Geëxtraheerde tekst:
Verzoeker heeft tegen het bestreden besluit beroep ingesteld. Hij heeft verder de voorzieningenrechter verzocht om een voorlopige voorziening te treffen.
De voorzieningenrechter heeft het verzoek, tezamen met de zaak NL24.11885, op 11 april 2024 op zitting behandeld. Verzoeker heeft zich laten vertegenwoordigen door zijn gemachtigde. De staatssecretaris heeft zich laten vertegenwoordigen door zijn gemachtigde.

Overwegingen

1. Bij uitspraak van vandaag, zaaknummer NLNL24.11885, heeft de rechtbank uitspraak gedaan op het beroep. Een voorlopige voorziening is daarom niet meer nodig. De voorzieningenrechter wijst het verzoek om die reden af.
2. Voor een proceskostenveroordeling bestaat geen aanleiding.

Beslissing

De voorzieningenrechter wijst het verzoek om voorlopige voorziening af.
Deze uitspraak is gedaan door mr. A.W.C.M. van Emmerik, voorzieningenrechter, in aanwezigheid van N. Walstra, griffier en openbaar gemaakt door middel van geanonimiseerde publicatie op rechtspraak.nl.
De uitspraak is bekendgemaakt op:
Tegen deze uitspraak staat geen hoger beroep of verzet open.

Verzamelde records:
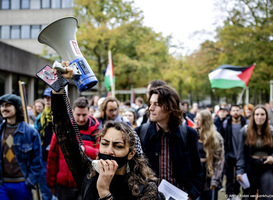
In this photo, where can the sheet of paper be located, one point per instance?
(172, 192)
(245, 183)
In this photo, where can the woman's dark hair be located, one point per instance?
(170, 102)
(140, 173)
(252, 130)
...
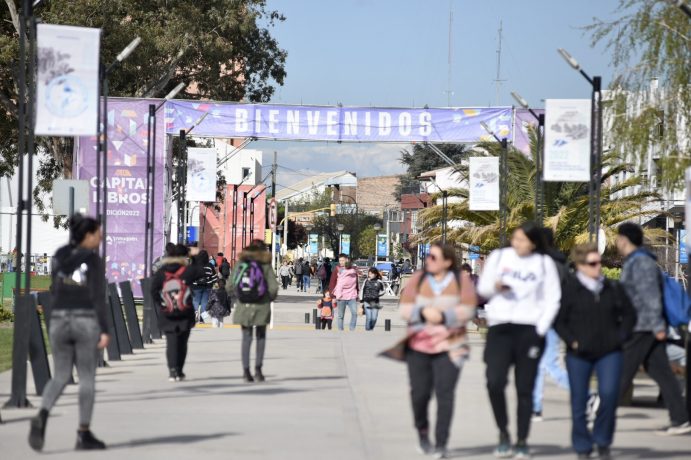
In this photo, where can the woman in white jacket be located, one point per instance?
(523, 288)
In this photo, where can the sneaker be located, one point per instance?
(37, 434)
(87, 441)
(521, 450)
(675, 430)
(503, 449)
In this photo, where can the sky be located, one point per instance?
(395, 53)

Uit te voeren opdracht: Vertaal de zin "De voorzieningenrechter wijst het verzoek om voorlopige voorziening af." uit de rechterlijke uitspraak in het Engels.

Resultaat: The preliminary relief judge rejects the request for a provisional measure.